# START OF Task inputs

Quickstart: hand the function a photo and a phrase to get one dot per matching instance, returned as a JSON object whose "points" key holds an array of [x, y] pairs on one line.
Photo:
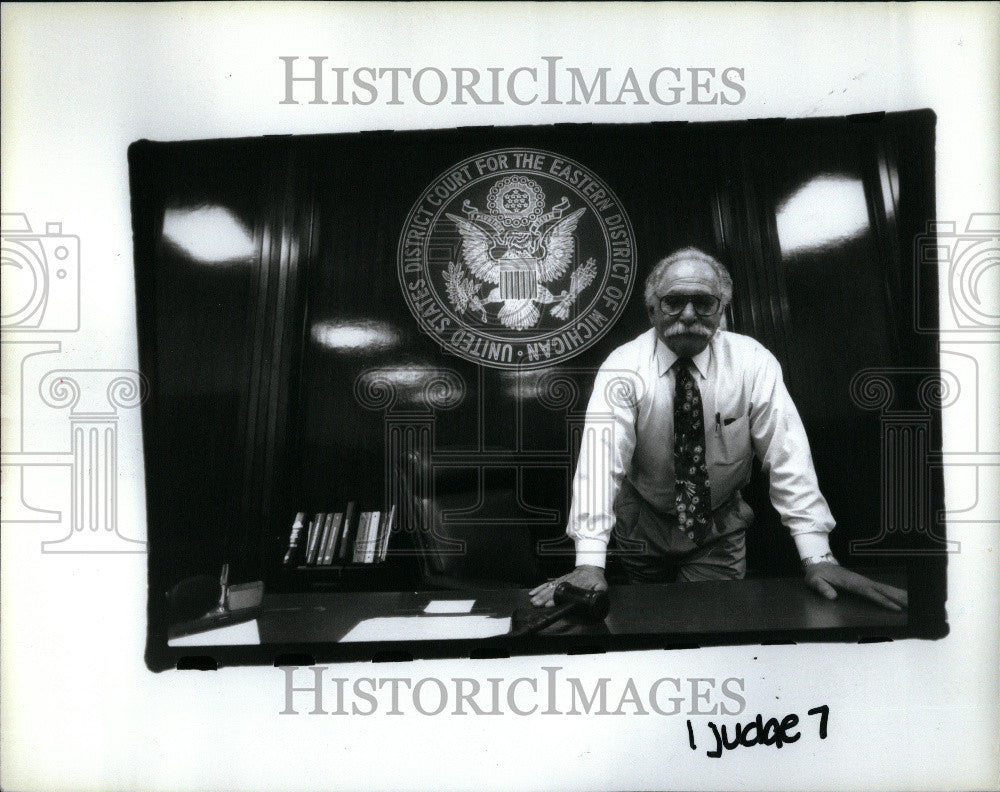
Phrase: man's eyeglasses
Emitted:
{"points": [[703, 304]]}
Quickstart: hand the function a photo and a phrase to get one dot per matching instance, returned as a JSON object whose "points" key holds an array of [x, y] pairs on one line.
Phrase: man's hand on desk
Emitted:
{"points": [[827, 579], [584, 576]]}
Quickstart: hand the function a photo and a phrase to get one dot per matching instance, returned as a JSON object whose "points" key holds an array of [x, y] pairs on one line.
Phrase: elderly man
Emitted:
{"points": [[673, 423]]}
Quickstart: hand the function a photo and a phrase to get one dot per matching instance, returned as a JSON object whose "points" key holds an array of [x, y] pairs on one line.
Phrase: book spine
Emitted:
{"points": [[373, 537], [326, 528], [294, 539], [336, 521], [387, 525], [323, 529], [313, 541], [349, 529], [359, 538]]}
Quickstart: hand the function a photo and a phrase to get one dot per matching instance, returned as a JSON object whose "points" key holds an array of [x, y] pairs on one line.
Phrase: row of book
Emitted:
{"points": [[349, 536]]}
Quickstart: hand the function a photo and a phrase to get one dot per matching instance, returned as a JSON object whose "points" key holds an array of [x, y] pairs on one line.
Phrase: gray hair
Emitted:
{"points": [[688, 254]]}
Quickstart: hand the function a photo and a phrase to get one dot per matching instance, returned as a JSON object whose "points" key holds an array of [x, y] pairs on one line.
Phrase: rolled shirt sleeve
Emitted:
{"points": [[780, 442]]}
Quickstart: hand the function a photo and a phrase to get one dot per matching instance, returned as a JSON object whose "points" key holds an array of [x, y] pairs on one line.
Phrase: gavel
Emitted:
{"points": [[585, 604]]}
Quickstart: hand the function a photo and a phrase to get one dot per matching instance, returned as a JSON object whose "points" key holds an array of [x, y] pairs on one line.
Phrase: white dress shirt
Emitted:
{"points": [[629, 431]]}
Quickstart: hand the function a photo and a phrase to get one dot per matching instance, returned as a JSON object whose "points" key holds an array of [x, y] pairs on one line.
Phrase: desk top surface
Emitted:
{"points": [[764, 605]]}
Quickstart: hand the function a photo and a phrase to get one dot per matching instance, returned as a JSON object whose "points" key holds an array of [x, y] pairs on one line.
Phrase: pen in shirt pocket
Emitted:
{"points": [[719, 423]]}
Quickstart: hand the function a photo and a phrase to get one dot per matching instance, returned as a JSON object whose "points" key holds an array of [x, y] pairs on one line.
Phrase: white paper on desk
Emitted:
{"points": [[427, 628], [449, 606], [243, 634]]}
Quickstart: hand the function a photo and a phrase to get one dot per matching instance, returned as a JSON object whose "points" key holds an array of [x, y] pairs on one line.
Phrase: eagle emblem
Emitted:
{"points": [[509, 253]]}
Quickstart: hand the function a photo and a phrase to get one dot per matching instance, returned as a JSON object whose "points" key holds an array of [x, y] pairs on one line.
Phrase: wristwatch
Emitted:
{"points": [[826, 558]]}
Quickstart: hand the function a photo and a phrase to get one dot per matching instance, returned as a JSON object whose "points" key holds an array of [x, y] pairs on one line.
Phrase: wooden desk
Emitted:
{"points": [[772, 605]]}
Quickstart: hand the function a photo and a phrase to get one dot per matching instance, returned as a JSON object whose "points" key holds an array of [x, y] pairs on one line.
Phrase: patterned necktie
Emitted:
{"points": [[694, 498]]}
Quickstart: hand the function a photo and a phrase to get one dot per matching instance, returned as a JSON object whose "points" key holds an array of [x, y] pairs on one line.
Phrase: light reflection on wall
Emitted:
{"points": [[208, 234], [362, 336], [525, 385], [828, 210]]}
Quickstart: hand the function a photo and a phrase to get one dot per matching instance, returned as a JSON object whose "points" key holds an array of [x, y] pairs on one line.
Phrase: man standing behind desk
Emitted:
{"points": [[673, 423]]}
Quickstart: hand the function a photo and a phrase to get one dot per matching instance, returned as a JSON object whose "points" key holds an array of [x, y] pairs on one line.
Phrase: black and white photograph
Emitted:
{"points": [[497, 387], [425, 395]]}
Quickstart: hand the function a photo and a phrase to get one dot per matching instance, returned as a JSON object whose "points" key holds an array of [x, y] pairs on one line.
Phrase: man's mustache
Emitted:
{"points": [[695, 329]]}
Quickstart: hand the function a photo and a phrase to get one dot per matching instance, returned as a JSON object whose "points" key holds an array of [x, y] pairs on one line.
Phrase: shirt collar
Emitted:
{"points": [[665, 357]]}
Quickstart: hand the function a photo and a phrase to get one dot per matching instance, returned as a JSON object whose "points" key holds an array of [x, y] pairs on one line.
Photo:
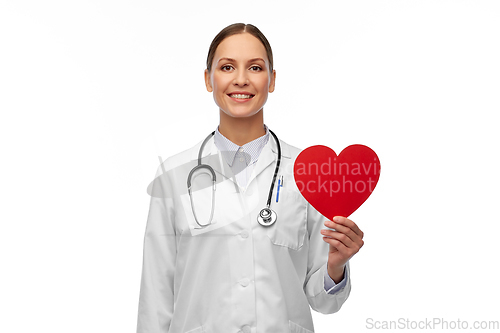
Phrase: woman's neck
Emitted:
{"points": [[242, 130]]}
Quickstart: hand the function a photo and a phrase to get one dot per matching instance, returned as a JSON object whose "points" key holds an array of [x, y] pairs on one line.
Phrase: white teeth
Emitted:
{"points": [[240, 96]]}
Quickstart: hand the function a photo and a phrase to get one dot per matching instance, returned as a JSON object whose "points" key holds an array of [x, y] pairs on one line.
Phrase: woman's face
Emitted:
{"points": [[240, 77]]}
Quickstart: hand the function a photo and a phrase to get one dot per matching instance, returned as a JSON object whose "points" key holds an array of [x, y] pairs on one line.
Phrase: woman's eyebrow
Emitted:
{"points": [[232, 60]]}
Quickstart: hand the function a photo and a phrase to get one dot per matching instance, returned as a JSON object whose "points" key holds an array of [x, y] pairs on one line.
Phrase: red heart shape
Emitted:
{"points": [[336, 185]]}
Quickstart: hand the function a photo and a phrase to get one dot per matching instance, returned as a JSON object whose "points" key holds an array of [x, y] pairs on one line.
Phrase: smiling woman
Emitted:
{"points": [[240, 75], [248, 269]]}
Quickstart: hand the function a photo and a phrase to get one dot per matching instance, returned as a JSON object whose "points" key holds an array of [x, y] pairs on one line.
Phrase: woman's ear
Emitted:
{"points": [[207, 81], [272, 81]]}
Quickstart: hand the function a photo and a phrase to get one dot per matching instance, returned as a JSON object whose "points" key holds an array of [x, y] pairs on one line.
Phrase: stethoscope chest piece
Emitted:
{"points": [[267, 217]]}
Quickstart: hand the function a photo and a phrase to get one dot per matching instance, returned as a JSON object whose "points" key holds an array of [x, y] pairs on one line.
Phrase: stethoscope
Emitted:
{"points": [[266, 217]]}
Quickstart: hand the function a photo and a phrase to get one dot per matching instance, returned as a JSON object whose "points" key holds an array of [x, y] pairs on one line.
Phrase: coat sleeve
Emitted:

# END OF Task inputs

What to work on = Pick out and copy every line in the entries above that contains the string "shirt". Case counts.

Output of the task =
Phrase: rolled shirt sleeve
Phrase: white dress shirt
Phrase: pen in shirt pocket
Phrase: shirt collar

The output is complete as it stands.